══ PROVIDED RECORDS ══

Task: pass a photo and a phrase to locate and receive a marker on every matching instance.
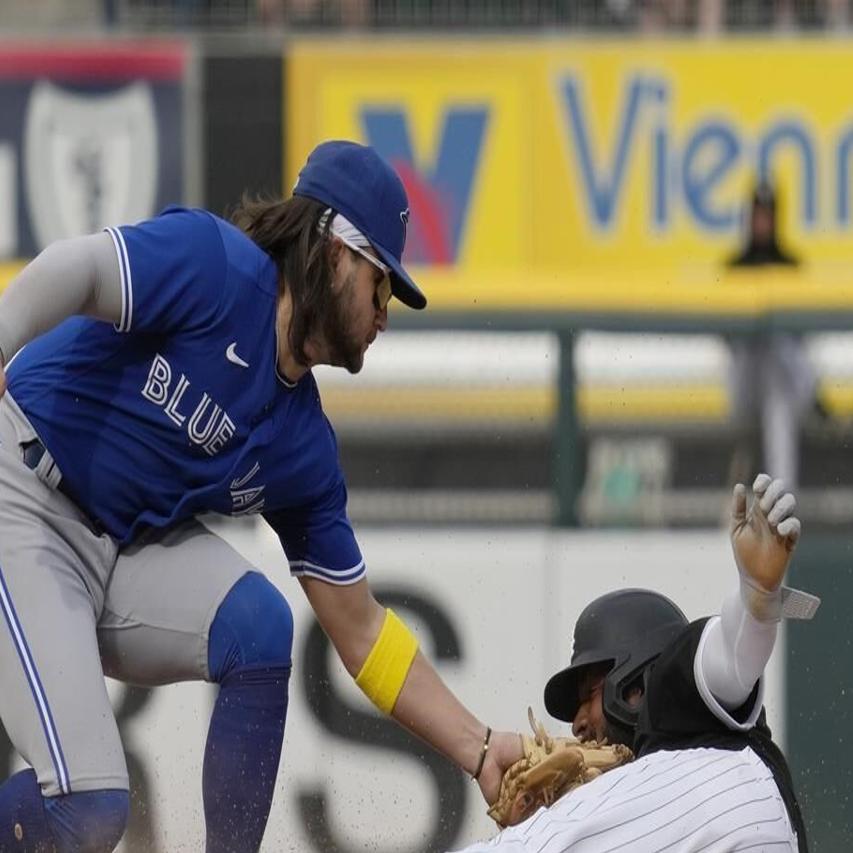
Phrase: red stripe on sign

═══
══ PROVIDED RECORDS ══

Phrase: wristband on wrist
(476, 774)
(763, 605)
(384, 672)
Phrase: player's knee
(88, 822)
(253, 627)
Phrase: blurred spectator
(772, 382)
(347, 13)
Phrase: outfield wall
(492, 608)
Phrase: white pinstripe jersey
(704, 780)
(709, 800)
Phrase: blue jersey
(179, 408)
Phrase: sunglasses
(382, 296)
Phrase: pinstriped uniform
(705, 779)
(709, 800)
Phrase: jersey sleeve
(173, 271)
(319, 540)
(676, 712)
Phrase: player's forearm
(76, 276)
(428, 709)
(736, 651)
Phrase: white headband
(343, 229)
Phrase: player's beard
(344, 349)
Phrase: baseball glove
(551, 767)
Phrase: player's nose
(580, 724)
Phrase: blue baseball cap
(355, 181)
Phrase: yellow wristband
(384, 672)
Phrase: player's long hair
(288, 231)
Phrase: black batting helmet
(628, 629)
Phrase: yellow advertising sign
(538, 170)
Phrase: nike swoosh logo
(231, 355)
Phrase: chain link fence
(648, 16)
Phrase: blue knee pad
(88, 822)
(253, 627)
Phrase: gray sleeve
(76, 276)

═══

◆ TASK PROMPT ◆
Show each line of the data above that contains the word "sign".

◆ EXERCISE OUTPUT ◆
Phrase: red stripe on sign
Phrase: yellow advertising sign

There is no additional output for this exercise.